[Goal]
Report how many lines of the listing below contain the string "left". Give only the number.

[Records for this exercise]
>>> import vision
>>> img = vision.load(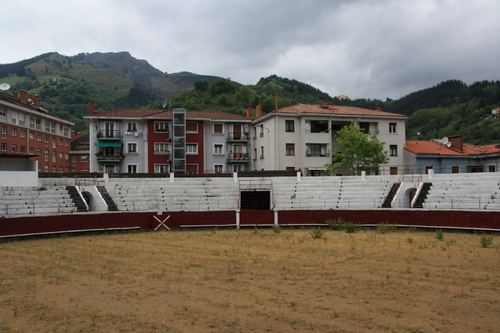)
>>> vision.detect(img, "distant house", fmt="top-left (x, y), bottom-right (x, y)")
top-left (0, 91), bottom-right (74, 173)
top-left (405, 135), bottom-right (500, 173)
top-left (69, 134), bottom-right (90, 173)
top-left (251, 101), bottom-right (408, 176)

[Task solution]
5